August 9, 2007 at 6:24:00 PM PDT  
Blogger Colorsonmymind said...

I love you baby

there have been so many beautiful stories here.

You are a great momma just waiting for the happy joyous baby boho to arrive-I have no doubts that it will matter none how it happens because it will be perfect just as it is.

Truly-deep down in your gut-heart and soul-perfect.

Love you sweet thing
XOXOXOX
toe to toe

August 9, 2007 at 7:07:00 PM PDT  
Blogger mames said...

here's the thing, denise. i have already forgotten the pregnancy. i have already stepped past it because once your baby is in your arms, however he or she or they get there, well, i think you just are not pregnant anymore. you are a mom making a choice to love your child, every day, every moment. they seem like foreign little beings at first and you have to get to know them. i guess what i am saying is your baby is yours, and however you receive this gift, well, you make the choice to parent them. i had a less than ideal delivery and there was very little of the glowing bonding birth story in the experience...but once i met my babies, they became ours. stay true in your desire and love for your child-to-be...a woman like you will be a beautiful mother to a beautiful child.

August 9, 2007 at 7:14:00 PM PDT  
Anonymous Anonymous said...

I work with children in foster care who hope to be adopted one day. Each one if a gift. And when adopted they know that they may not have grown in the tummy's of their mother but they grew in their adoptive parent's hearts!

August 9, 2007 at 8:08:00 PM PDT  
Blogger JustMe said...

My pastor was an adopted child who once asked his mother if she felt differently about him than about her biological children. She told him he was very special because she CHOSE him to be her child. He also would get very emotional about the many verses in Bible that talk about us being "adopted into the family of God." In a sense, he said, we Christians are all adopted and God's love for us is more immense than we can imagine. He liked to point out that adoption is biblical. :)

□ □ □ □

** WHAT THIS TASK INVOLVES **
Return verbatim the stretch of the blog comments above from "I love you baby" through "Blogger mames said...".

Stored items:

□ □ □ □

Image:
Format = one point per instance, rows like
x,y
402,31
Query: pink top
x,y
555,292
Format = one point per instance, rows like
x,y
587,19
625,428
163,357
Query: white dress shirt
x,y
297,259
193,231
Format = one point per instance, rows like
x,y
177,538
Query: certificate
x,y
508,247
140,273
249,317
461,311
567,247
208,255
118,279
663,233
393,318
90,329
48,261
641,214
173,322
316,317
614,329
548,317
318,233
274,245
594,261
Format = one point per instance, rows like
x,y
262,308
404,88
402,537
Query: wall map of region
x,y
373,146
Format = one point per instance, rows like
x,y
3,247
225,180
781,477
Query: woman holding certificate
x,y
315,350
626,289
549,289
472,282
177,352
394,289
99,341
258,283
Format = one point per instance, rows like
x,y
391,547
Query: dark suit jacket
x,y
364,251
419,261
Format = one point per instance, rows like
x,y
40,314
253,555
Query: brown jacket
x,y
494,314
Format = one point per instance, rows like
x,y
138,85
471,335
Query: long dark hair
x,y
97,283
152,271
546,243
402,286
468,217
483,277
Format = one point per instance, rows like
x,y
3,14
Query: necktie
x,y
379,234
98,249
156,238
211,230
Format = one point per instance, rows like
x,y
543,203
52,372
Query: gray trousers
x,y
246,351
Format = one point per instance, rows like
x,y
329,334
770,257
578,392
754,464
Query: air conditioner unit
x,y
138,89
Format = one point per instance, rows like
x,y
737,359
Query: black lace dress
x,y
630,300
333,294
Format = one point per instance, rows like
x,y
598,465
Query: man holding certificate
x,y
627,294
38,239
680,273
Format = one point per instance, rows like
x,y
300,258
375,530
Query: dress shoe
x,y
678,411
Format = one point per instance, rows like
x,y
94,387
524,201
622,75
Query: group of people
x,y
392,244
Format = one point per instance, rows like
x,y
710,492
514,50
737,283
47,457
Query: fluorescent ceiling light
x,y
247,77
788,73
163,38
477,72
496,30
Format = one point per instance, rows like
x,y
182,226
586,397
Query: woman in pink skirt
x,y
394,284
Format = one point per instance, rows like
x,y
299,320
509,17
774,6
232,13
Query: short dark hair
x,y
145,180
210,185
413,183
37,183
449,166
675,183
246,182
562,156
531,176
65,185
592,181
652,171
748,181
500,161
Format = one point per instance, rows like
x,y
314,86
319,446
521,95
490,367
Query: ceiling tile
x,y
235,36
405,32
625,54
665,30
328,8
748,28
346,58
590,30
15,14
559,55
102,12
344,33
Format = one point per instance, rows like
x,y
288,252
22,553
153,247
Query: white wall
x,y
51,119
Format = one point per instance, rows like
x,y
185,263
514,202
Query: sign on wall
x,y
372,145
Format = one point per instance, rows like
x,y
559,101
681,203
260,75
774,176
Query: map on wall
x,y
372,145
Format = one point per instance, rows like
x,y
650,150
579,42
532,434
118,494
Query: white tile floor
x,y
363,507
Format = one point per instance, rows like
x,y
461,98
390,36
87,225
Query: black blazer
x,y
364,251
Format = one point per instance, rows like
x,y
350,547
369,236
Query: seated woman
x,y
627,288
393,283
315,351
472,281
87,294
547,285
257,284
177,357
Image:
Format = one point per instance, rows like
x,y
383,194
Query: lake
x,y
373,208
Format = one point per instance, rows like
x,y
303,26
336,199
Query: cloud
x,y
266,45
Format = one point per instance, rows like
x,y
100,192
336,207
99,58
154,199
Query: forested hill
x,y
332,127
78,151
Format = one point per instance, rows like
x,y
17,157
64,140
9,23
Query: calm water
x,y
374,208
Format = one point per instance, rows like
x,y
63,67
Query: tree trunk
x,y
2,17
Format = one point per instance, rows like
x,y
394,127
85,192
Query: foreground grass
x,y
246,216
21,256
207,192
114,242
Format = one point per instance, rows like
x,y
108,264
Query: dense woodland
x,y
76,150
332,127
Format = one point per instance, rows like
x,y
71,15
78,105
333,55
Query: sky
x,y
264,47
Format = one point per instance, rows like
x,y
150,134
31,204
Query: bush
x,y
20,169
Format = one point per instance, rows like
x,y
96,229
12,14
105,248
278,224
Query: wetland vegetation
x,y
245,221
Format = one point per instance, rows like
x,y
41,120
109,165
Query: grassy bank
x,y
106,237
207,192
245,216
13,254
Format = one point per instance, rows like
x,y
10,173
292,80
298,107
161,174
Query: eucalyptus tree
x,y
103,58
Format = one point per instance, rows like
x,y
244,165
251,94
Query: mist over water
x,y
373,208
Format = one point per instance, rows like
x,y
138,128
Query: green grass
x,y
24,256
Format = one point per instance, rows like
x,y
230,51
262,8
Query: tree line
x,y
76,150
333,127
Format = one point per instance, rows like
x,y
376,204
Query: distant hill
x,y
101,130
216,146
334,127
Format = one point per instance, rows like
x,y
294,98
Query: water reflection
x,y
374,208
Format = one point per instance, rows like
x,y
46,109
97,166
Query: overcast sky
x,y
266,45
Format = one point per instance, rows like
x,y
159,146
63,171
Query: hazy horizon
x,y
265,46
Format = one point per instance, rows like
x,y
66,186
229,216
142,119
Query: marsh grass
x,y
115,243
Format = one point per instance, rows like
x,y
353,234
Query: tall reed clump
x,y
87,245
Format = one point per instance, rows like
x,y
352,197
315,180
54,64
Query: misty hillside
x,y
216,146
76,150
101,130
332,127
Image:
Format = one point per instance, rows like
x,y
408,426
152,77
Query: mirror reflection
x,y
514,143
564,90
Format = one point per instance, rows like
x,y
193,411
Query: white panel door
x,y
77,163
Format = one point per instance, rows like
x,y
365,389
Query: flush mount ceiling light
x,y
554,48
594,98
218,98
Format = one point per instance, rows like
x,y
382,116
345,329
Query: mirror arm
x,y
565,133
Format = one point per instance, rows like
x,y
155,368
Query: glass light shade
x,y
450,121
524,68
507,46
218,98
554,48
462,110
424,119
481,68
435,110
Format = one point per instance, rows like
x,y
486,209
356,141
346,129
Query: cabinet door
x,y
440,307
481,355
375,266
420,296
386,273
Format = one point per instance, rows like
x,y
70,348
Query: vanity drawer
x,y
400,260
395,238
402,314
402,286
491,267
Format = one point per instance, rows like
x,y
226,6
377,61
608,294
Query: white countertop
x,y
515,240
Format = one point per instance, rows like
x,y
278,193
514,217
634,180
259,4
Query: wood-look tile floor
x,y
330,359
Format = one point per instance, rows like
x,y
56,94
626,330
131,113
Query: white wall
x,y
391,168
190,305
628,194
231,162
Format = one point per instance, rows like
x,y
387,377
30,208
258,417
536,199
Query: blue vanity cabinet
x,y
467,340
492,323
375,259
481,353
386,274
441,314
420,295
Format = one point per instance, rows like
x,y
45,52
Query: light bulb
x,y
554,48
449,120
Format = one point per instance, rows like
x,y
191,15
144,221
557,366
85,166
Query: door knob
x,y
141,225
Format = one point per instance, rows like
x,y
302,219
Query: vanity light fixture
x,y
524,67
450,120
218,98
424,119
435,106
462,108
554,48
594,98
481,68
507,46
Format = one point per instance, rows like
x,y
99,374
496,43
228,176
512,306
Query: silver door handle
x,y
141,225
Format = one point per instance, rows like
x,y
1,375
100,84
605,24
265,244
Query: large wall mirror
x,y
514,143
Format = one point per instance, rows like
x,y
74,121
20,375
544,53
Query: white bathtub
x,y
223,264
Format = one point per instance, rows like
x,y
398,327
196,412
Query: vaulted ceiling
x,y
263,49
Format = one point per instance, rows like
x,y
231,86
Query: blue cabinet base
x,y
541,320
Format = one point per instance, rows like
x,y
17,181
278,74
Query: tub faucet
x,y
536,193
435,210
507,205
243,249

□ □ □ □

** RESPONSE TO THE EXERCISE **
I love you baby

there have been so many beautiful stories here.

You are a great momma just waiting for the happy joyous baby boho to arrive-I have no doubts that it will matter none how it happens because it will be perfect just as it is.

Truly-deep down in your gut-heart and soul-perfect.

Love you sweet thing
XOXOXOX
toe to toe

August 9, 2007 at 7:07:00 PM PDT  
Blogger mames said...